**Assignment:** Among the entries that follow, find the lines holding "soldier" and say how many there are, with no other words.

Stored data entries
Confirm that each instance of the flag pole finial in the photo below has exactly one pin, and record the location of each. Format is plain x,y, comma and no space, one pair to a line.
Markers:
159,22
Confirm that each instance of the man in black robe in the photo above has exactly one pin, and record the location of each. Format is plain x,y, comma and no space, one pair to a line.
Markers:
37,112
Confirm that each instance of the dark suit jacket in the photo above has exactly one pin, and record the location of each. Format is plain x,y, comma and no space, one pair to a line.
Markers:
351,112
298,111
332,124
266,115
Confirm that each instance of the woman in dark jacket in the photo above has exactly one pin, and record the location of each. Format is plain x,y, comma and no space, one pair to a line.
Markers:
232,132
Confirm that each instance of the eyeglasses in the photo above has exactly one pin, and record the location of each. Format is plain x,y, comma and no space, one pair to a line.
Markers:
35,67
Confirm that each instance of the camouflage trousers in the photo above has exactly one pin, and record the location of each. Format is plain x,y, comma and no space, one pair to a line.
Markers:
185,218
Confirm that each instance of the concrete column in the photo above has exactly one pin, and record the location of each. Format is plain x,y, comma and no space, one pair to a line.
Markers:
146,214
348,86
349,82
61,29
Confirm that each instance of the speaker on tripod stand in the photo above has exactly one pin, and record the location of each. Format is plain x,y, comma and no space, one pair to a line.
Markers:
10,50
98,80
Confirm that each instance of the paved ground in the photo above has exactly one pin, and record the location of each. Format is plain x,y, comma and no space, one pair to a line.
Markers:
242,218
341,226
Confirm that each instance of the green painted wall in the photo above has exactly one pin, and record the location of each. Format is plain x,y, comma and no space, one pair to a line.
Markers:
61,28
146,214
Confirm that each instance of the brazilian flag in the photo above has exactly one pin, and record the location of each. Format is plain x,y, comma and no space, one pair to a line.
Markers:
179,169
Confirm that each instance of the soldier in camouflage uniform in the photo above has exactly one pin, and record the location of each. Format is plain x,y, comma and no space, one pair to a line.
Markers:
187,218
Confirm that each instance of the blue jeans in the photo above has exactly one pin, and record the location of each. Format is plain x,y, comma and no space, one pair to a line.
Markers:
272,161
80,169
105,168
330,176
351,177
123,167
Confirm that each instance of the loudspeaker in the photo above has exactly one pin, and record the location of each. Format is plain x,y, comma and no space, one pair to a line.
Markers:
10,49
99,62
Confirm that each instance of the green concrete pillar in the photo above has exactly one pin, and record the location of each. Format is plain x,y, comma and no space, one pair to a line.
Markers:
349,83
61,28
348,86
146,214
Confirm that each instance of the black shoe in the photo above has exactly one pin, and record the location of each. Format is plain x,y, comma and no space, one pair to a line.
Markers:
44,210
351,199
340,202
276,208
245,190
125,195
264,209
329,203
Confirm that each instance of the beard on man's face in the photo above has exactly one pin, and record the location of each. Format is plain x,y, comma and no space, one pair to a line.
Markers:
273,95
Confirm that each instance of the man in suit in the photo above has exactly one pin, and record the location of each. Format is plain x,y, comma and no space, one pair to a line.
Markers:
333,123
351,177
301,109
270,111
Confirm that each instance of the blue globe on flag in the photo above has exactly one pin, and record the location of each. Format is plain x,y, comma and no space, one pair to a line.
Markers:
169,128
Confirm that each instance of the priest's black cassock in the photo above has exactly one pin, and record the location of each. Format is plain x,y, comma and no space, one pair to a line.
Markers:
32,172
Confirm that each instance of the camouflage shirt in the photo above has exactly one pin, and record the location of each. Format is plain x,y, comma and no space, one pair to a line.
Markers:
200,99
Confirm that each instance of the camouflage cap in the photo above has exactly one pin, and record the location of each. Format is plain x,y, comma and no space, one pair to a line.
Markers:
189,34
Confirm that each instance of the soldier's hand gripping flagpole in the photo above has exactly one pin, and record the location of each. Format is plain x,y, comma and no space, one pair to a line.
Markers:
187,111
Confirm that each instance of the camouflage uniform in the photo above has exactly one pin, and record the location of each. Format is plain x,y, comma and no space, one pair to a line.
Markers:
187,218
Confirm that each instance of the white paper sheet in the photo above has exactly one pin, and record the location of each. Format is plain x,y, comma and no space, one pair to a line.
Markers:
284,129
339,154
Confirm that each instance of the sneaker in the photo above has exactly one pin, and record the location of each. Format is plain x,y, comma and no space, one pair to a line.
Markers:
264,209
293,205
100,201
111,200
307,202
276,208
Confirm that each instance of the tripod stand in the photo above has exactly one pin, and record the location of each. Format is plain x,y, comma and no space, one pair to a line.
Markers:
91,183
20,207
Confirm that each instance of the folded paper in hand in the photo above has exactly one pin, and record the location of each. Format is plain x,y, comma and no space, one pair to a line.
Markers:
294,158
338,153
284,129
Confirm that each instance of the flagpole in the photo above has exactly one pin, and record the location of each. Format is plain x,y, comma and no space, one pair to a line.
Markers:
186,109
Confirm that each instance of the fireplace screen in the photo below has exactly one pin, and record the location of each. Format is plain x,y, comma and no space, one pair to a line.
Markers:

**Result for this exercise:** 2